GOALS:
[a] In the text excerpt on Vietnam's rainfall, which months receive most of central Vietnam's rainfall?
[b] Continue the text on rainfall in Vietnam, starting right after its final sentence.

TEXT EXCERPT:
********************
Rainfall variability significantly affects developing countries such as Vietnam, whose economy and society depends strongly on agriculture. In general, rainfall in Vietnam is dominated by the summer rainy season, which occurs from early May to mid-August and the autumn rainy season from mid-September to mid-December (Nguyen-Le et al., 2015).

In most Asian monsoon regions, major rainfall is received during the boreal summer season, whereas rainfall in central Vietnam is concentrated during the boreal autumn to early winter (September to December, hereinafter SOND; Matsumoto, 1997; Matsumoto et al., 2017).
********************
PROVIDED RECORDS:

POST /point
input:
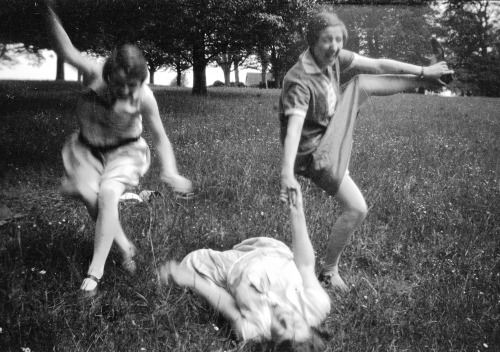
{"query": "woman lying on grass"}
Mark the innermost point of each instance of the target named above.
(270, 294)
(107, 156)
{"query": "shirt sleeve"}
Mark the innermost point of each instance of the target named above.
(295, 99)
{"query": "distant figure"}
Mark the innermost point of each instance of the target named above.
(107, 156)
(270, 294)
(317, 120)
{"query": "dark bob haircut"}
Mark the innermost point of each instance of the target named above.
(128, 58)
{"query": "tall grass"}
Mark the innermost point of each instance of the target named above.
(424, 268)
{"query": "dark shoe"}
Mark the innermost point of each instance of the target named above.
(438, 51)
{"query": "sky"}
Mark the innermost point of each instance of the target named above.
(27, 70)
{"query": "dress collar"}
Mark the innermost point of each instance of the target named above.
(310, 66)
********************
ANSWERS TO THE TASKS:
[a] September to December, from boreal autumn to early winter.

[b]
The SOND rainfall over central Vietnam occurs primarily owing to tropical cyclone (TC) activities, the migration of the inter-tropical convergence zone (ITCZ), and the northeast monsoon (Phan et al., 2009; Chen et al., 2015a, 2015b). Heavy rainfall sometimes occurs when these mentioned factors interact with the Truong Son Mountain Range (Fig. 2.1a) as an orographic effect (Yen et al., 2011). Yokoi and Matsumoto (2008) investigated the synoptic-scale atmospheric conditions leading to a heavy rainfall in central Vietnam in early November 1999 and concluded that a northerly wind anomaly from the winter monsoon cold surge in the lower troposphere together with southerly wind anomaly over the adjacent sea was responsible for it. Wu et al. (2012) indicated that the heavy rainfall events that occurred over central Vietnam in early October of 2010 were associated with the westward- propagating synoptic-scale disturbances from the western Pacific, and the eastward propagation of a strong active phase of the Madden Julian Oscillation (MJO).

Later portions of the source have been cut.